- _WHAT NEEDS TO BE DONE_:
Extract every text line of the listing below word for word, omitting the pictures from your answer.
▼
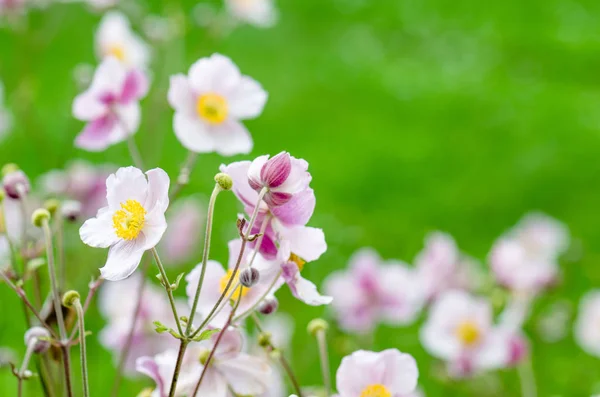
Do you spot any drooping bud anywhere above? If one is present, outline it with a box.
[258,296,279,315]
[31,208,50,227]
[25,327,50,354]
[240,267,260,288]
[2,170,31,199]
▲
- _THE REPLY_:
Do you spot any drooping bud anywhere above? If one is present, outline it with a box.
[258,296,279,315]
[31,208,50,227]
[25,327,50,354]
[240,267,260,288]
[2,170,31,199]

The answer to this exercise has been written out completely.